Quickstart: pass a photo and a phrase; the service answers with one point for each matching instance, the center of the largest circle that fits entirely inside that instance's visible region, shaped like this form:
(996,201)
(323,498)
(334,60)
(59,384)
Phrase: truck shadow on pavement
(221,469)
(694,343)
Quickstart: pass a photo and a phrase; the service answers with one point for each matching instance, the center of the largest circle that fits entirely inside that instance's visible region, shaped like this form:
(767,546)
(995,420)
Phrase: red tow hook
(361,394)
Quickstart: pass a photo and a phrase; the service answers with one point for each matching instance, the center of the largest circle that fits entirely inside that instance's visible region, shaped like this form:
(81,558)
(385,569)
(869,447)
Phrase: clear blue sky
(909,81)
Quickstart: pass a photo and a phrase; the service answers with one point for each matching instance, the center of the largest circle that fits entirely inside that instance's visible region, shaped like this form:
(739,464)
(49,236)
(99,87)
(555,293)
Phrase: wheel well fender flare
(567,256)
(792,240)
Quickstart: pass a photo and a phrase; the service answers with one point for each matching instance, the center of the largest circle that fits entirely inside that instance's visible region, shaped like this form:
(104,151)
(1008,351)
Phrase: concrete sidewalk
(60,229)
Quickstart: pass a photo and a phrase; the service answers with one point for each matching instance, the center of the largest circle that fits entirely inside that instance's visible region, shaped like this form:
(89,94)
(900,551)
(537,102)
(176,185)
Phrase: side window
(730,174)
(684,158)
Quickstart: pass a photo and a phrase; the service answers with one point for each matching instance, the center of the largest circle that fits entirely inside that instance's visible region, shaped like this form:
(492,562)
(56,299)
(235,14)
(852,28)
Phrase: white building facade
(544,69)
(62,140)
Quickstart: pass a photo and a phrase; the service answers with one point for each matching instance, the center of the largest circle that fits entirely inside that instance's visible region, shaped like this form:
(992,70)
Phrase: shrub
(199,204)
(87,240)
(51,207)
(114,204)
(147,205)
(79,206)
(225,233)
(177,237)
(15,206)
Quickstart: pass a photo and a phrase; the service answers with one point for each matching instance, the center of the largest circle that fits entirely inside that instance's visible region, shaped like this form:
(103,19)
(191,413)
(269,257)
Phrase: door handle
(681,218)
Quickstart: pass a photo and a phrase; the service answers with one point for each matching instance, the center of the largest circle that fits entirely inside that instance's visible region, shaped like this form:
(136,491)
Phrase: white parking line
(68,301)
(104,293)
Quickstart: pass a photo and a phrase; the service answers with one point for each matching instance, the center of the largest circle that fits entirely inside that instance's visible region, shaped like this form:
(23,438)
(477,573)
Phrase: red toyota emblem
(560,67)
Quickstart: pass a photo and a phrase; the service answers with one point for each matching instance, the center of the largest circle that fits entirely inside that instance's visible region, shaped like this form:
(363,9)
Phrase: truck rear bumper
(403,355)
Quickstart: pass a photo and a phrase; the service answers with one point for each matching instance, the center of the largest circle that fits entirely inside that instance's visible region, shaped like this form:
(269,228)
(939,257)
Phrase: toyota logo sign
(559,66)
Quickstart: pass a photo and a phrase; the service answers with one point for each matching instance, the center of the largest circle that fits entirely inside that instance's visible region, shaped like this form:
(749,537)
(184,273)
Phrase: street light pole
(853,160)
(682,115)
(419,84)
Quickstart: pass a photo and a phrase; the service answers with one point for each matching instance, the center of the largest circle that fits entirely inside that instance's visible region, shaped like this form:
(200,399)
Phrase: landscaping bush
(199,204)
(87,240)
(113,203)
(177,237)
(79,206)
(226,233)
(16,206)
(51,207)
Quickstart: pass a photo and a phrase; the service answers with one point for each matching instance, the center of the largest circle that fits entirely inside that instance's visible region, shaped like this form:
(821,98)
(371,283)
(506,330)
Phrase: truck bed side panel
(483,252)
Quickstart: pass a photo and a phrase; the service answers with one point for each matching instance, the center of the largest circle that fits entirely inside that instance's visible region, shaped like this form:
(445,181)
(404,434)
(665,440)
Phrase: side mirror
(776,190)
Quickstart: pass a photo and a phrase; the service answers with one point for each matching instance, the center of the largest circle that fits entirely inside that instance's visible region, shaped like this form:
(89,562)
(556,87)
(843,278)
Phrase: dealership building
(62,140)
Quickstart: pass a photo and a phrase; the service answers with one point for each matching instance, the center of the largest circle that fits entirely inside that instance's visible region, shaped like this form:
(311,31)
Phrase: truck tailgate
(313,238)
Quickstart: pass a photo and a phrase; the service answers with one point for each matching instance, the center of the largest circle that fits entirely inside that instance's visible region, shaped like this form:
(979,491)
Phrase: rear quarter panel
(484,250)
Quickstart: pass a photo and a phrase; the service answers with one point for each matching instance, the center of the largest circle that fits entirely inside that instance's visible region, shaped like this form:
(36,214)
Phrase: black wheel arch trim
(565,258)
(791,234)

───

Direction: Count how many lines in the entries above contain the string "panel", matching case exactly, and reply with that number alone.

Output below: 2